[Work to be completed] Copy out the items below word for word, from the line containing "tower antenna, which" through the end of the items. Leave the pictures out of your copy.

(Location annotation dataset excerpts)
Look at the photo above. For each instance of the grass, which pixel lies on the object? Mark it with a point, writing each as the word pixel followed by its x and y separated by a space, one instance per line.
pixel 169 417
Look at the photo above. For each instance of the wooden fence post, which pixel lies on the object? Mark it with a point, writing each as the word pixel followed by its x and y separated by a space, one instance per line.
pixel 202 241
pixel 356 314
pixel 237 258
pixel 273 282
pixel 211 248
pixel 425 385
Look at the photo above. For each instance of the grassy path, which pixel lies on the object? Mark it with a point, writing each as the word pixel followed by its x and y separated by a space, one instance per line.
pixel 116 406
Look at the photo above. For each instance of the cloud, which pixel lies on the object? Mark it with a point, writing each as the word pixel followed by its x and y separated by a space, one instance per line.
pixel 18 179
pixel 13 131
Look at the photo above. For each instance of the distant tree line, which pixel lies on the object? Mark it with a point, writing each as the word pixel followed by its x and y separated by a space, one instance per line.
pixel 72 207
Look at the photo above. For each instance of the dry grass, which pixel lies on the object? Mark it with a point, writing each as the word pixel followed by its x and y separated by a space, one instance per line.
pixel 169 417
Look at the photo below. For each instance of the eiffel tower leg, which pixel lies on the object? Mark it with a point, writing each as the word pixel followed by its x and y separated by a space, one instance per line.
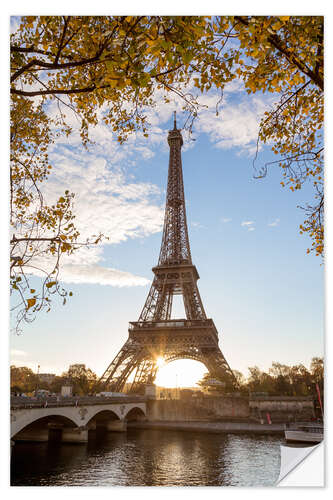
pixel 145 374
pixel 218 367
pixel 116 374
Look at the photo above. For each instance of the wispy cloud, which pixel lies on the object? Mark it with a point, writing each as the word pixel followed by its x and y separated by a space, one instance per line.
pixel 90 273
pixel 248 224
pixel 196 224
pixel 17 352
pixel 274 223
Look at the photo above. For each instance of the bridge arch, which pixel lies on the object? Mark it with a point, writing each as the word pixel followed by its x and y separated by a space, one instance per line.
pixel 135 413
pixel 31 423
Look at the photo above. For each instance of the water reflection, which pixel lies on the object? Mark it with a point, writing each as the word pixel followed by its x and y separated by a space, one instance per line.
pixel 150 457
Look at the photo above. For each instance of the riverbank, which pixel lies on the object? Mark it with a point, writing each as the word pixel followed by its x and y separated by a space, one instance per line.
pixel 212 427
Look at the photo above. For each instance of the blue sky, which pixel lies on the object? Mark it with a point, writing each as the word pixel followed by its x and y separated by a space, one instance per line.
pixel 264 293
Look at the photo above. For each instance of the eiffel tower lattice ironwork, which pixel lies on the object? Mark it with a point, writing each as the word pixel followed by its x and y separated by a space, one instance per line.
pixel 155 334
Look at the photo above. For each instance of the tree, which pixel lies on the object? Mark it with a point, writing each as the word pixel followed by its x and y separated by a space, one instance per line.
pixel 82 378
pixel 117 64
pixel 317 371
pixel 216 383
pixel 22 379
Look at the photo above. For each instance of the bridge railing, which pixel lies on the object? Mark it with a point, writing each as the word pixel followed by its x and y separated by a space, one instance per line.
pixel 17 402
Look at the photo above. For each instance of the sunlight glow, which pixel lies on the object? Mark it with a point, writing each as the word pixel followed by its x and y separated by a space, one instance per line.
pixel 180 373
pixel 160 362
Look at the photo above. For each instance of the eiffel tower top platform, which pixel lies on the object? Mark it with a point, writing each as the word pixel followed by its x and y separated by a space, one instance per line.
pixel 155 334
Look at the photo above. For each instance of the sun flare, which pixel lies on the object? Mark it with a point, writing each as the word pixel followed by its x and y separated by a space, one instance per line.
pixel 180 373
pixel 160 362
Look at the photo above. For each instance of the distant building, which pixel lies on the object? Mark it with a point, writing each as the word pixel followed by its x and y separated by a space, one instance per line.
pixel 46 377
pixel 67 391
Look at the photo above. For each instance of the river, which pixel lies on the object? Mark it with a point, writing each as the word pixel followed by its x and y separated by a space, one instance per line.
pixel 144 457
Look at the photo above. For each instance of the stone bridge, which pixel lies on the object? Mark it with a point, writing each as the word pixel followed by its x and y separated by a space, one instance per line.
pixel 71 419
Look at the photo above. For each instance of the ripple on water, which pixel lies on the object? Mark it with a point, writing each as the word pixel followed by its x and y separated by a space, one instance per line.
pixel 150 458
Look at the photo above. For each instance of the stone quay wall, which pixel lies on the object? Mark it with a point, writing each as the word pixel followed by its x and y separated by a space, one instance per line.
pixel 233 408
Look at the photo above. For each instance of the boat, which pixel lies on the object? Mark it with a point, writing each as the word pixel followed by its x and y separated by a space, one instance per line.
pixel 304 433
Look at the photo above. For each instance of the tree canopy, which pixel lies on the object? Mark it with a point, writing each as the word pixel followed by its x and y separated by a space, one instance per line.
pixel 116 64
pixel 279 380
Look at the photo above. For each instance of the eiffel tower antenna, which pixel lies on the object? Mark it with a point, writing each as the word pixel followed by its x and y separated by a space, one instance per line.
pixel 155 334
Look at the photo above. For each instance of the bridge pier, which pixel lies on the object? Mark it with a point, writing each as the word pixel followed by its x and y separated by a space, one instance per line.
pixel 74 435
pixel 38 435
pixel 116 426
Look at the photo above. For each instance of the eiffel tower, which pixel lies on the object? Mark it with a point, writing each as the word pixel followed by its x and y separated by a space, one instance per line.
pixel 155 335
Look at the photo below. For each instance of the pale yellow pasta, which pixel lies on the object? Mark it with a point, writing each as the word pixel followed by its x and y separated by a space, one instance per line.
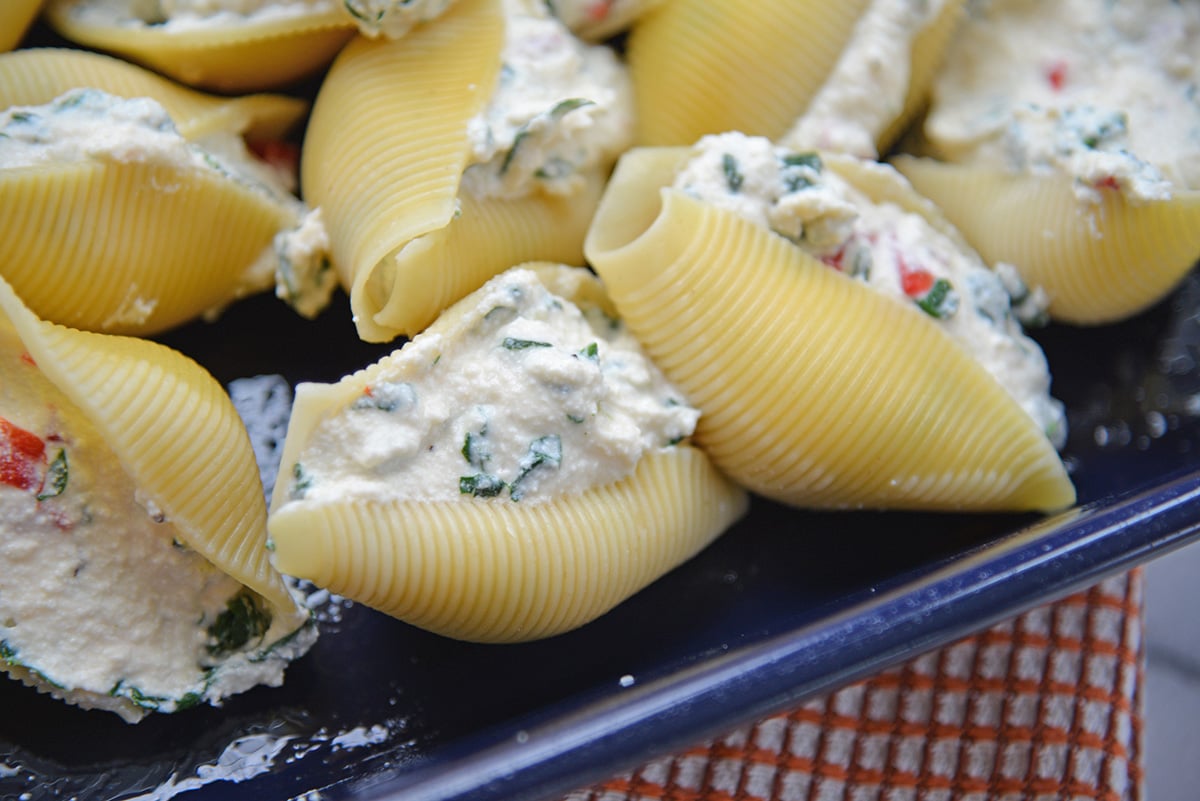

[Exercise response]
Look at the photo above. For each instance of the eiffel tower antenna, which pixel lies on the object? Mark it with a point, writing each as the word pixel followed by its x and y separated by a space, one instance per line.
pixel 155 334
Look at the photo above. For each instance of the bridge pier, which pixel lies on the object? Mark it with a point, writing each as the word pixel followed by its x and y separated by a space, one instance per line.
pixel 74 435
pixel 38 435
pixel 116 426
Look at the photo above. For each instance of the eiffel tower, which pixel lies on the object? Mark it with a point, writing each as the word pixel followed by its x and y separated by a space, one instance per line.
pixel 155 335
Look at the photo below. For each instance of the pale yellow pasta, which pixel lies on the object? Mark it with a point, writing each as the word pixel followed by its x and y separated by a space, one instance per line.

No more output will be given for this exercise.